— START OF Materials provided —

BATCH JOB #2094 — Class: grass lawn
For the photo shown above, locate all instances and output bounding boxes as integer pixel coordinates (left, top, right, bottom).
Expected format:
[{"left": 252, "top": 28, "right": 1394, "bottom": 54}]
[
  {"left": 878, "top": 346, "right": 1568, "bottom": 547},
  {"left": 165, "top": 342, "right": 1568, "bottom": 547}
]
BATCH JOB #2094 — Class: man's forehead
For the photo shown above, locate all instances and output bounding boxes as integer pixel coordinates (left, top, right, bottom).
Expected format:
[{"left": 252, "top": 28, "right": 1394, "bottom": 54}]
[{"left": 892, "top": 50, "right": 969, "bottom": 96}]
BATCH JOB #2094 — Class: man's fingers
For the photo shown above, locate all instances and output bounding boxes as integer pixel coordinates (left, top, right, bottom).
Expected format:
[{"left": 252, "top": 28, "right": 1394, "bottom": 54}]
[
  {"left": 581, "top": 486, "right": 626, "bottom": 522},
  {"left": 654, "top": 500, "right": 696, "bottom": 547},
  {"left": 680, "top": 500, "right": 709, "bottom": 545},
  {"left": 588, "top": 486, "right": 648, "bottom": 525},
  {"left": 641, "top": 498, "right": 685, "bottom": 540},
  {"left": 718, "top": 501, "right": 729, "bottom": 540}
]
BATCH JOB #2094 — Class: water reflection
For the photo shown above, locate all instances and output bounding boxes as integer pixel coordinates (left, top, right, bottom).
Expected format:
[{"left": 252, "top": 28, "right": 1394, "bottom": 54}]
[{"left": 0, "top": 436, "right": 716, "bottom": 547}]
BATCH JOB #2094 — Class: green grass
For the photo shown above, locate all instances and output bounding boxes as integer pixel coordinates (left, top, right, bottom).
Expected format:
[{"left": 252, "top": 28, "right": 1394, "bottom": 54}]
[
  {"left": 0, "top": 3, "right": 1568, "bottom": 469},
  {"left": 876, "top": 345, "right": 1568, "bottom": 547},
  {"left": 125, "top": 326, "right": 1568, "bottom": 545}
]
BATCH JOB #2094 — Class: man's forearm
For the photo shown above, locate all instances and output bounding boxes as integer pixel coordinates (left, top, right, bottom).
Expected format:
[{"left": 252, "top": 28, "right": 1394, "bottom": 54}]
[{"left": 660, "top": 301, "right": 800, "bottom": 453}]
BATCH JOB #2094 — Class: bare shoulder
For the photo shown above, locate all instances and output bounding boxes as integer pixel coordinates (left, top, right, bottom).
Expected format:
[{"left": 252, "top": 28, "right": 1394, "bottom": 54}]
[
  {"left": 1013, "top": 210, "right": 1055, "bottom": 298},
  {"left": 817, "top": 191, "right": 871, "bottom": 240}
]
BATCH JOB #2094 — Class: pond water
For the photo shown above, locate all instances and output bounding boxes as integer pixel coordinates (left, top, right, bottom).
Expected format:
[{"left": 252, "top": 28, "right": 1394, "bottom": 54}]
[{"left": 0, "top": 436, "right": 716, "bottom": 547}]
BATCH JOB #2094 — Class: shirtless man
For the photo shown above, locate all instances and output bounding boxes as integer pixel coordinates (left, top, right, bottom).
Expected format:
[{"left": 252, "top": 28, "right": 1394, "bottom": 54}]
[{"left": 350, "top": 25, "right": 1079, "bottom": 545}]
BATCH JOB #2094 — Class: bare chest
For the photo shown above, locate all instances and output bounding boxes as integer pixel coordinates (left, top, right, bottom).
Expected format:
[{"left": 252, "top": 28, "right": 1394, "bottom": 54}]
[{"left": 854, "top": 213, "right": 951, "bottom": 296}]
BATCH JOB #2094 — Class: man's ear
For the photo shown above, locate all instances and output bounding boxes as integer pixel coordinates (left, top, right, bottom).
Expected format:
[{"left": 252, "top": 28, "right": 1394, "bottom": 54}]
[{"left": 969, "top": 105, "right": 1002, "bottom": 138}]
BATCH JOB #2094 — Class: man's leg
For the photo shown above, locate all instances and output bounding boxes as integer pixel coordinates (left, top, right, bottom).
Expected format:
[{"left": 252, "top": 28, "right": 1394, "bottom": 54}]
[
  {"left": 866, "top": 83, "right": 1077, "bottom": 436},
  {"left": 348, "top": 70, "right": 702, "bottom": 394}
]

— END OF Materials provided —
— START OF Materials provided —

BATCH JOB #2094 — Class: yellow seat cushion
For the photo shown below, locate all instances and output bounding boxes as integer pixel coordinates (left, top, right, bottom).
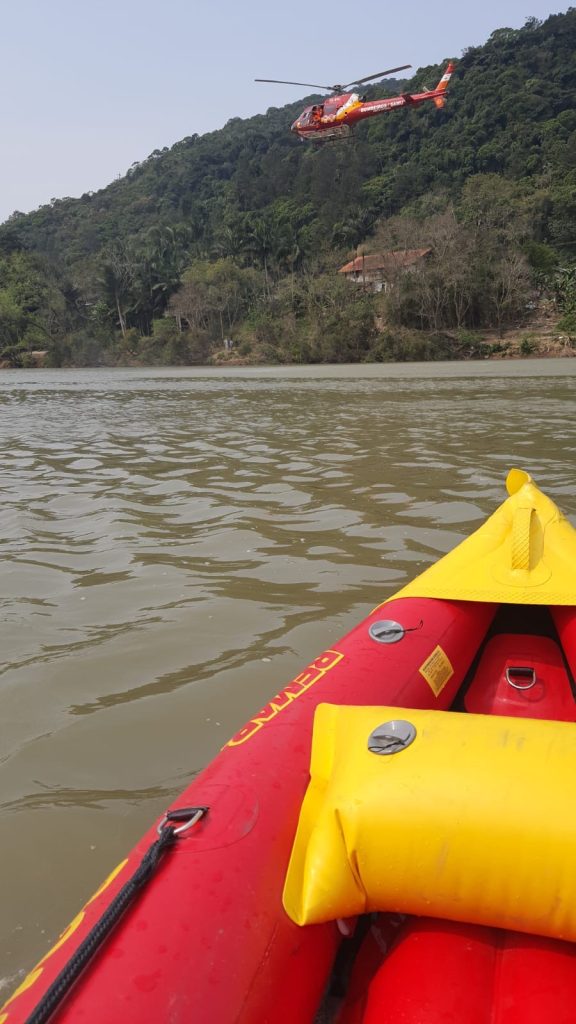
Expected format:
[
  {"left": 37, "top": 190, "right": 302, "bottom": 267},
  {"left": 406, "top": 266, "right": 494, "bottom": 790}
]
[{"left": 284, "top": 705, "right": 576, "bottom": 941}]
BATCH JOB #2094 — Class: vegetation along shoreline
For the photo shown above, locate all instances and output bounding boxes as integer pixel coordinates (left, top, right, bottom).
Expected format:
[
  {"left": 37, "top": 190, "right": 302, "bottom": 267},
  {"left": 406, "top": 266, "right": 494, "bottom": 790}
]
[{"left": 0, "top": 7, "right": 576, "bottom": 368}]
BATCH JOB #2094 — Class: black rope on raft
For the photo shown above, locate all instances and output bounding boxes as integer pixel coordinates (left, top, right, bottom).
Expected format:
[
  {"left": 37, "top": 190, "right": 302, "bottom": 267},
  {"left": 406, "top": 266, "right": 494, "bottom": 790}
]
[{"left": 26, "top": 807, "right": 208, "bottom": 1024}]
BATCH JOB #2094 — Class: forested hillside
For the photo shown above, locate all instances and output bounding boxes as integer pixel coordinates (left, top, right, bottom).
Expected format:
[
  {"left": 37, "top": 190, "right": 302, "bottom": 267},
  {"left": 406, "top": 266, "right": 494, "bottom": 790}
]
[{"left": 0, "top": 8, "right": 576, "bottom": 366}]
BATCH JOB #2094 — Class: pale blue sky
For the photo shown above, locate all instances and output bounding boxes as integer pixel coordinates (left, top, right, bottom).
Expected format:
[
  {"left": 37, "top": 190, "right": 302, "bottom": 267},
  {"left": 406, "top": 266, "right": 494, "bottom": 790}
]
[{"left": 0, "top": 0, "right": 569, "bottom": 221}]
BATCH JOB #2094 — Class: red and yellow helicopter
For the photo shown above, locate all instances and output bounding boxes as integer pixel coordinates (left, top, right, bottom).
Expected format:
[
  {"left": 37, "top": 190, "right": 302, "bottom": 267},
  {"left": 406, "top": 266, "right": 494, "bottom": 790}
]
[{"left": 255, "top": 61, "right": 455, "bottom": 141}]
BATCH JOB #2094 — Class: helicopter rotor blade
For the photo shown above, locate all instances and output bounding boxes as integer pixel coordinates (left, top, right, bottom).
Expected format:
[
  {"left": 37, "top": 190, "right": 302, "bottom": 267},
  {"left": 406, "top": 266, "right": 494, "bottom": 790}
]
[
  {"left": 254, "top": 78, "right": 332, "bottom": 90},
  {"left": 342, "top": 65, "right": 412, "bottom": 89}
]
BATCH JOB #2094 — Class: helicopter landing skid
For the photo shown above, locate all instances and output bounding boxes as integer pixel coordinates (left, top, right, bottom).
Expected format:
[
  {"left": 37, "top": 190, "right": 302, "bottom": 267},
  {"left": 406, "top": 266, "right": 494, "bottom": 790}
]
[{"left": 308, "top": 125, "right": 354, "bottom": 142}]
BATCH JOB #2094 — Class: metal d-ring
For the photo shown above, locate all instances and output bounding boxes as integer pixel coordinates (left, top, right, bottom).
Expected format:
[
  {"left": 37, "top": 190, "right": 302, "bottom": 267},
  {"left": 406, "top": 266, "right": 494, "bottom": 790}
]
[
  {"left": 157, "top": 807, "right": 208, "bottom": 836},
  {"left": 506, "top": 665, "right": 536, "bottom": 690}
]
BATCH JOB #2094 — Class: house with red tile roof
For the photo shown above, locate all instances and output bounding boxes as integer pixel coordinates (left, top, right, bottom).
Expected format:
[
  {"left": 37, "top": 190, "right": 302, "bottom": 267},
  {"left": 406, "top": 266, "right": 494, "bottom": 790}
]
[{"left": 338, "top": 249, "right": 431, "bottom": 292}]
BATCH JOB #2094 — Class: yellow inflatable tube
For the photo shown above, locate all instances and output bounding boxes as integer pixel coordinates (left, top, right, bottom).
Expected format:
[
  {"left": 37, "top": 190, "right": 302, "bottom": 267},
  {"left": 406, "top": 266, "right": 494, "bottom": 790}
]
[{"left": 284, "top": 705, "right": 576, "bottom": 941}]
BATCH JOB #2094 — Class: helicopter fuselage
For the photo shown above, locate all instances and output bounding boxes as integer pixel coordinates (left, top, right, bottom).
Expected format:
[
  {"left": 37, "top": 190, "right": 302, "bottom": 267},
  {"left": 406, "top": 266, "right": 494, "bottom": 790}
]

— END OF Materials provided —

▶ What to produce
Pull out every line of the rows above that contains the word "bare". Case counts.

▶ Exercise answer
BATCH JOB #2094 — Class: bare shoulder
BATCH JOB #2094 — Class: bare chest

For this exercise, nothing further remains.